### Bloco de texto
^^^^^^^^
Vi no texto da Martha Medeiros uma ponte entre Moinhos de Vento e Bom Fim. Parece muito melhor que uma “ponte para o futuro”.
Deus nos livre de Michel Temer e de Jair Bolsonaro.
É uma escolha muito fácil.
A escolha da democracia.
*Jornalista. Escritor. Prof. Universitário
CRÔNICA DE MARTHA MEDEIROS
Uma escolha fácil
Martha Medeiros*
Não entendo quando dizem que a próxima eleição será difícil. Mais fácil, impossível. Armas versus livros. Culto à alienação versus incentivo ao conhecimento. Facilitações exclusivas para militares e evangélicos versus uma política social que atenda todas as pessoas, de qualquer credo, cor e gênero, de esquerda ou direita.
Isolamento do resto do mundo versus respeito internacional. Discurso vazio versus diálogo. Fascismo versus democracia. Desgoverno versus governo. Qual a dificuldade de escolher?
^^^^^^^^
### Questões
A. Reproduza o trecho do texto sobre a eleição que vai de "Deus nos livre" até "esquerda ou direita.", inclusive.
B. De acordo com o texto sobre a eleição, por que Martha Medeiros não entende quando dizem que a próxima eleição será difícil? Responda em uma a três frases.
^^^^^^^^
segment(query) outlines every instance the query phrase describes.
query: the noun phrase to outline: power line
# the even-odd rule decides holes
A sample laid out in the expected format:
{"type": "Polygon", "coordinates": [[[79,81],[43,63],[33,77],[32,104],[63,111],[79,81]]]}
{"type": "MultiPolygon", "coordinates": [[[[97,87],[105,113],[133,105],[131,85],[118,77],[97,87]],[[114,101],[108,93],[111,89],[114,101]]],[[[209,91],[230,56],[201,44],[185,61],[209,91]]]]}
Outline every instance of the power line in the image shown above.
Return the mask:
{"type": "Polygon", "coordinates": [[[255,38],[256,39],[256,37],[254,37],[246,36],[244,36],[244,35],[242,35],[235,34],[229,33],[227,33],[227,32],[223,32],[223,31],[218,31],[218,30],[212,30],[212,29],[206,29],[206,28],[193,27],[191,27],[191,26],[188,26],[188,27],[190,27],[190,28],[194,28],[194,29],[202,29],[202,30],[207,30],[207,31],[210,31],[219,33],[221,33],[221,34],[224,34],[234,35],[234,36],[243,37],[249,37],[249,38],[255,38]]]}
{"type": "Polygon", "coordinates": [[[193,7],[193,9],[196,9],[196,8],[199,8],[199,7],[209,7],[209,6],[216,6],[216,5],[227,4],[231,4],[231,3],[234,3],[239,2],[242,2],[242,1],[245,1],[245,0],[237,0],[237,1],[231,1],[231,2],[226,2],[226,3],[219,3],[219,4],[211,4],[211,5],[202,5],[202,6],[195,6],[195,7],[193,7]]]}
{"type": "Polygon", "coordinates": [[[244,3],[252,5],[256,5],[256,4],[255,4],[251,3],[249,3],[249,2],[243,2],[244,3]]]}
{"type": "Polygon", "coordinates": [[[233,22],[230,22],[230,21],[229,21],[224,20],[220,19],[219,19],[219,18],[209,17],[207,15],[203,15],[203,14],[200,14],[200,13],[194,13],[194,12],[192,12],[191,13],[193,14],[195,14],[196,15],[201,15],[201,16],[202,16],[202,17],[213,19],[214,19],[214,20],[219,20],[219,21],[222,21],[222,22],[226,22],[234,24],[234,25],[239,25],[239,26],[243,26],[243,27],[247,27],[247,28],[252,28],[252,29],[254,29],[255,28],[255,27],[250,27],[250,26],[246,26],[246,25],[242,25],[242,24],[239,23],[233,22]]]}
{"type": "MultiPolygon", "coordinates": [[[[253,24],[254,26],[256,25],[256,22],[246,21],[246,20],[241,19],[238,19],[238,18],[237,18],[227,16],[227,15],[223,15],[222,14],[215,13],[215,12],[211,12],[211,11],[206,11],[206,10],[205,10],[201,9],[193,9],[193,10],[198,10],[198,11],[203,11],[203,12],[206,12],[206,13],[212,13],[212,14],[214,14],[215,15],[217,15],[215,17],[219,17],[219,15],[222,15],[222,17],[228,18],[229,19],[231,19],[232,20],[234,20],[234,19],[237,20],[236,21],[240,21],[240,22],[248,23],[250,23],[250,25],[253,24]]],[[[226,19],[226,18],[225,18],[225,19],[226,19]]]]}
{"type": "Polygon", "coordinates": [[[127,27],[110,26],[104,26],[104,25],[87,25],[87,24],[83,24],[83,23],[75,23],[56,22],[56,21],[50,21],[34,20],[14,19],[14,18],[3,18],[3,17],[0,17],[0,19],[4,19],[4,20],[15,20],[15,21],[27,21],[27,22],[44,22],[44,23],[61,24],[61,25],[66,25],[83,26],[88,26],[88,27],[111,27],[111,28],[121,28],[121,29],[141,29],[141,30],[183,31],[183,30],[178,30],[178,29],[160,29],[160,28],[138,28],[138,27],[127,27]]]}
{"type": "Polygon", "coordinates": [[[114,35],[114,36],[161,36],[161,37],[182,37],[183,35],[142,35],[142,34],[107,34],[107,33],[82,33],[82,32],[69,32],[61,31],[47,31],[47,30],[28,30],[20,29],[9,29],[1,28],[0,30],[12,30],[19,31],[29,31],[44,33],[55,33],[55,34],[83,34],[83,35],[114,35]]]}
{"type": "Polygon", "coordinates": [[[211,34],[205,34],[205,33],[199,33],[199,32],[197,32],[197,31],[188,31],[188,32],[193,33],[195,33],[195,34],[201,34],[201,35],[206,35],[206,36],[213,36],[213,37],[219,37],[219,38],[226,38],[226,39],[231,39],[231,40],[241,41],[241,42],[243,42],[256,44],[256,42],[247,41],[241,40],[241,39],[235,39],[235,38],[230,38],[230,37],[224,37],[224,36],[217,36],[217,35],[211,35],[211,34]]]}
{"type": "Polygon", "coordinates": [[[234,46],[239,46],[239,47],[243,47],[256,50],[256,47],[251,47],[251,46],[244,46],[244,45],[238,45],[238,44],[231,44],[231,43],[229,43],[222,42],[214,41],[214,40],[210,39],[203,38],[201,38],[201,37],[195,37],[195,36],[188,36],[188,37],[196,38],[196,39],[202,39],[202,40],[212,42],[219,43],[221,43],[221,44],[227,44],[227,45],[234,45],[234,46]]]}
^^^^^^^^
### Respostas
A.
Deus nos livre de Michel Temer e de Jair Bolsonaro.
É uma escolha muito fácil.
A escolha da democracia.
*Jornalista. Escritor. Prof. Universitário
CRÔNICA DE MARTHA MEDEIROS
Uma escolha fácil
Martha Medeiros*
Não entendo quando dizem que a próxima eleição será difícil. Mais fácil, impossível. Armas versus livros. Culto à alienação versus incentivo ao conhecimento. Facilitações exclusivas para militares e evangélicos versus uma política social que atenda todas as pessoas, de qualquer credo, cor e gênero, de esquerda ou direita.

B. Para Martha Medeiros, a escolha é a mais fácil possível. Ela se dá entre opostos claros, como armas e livros, culto à alienação e incentivo ao conhecimento, isolamento do resto do mundo e respeito internacional, fascismo e democracia. Diante de alternativas tão contrastantes, não haveria dificuldade em escolher.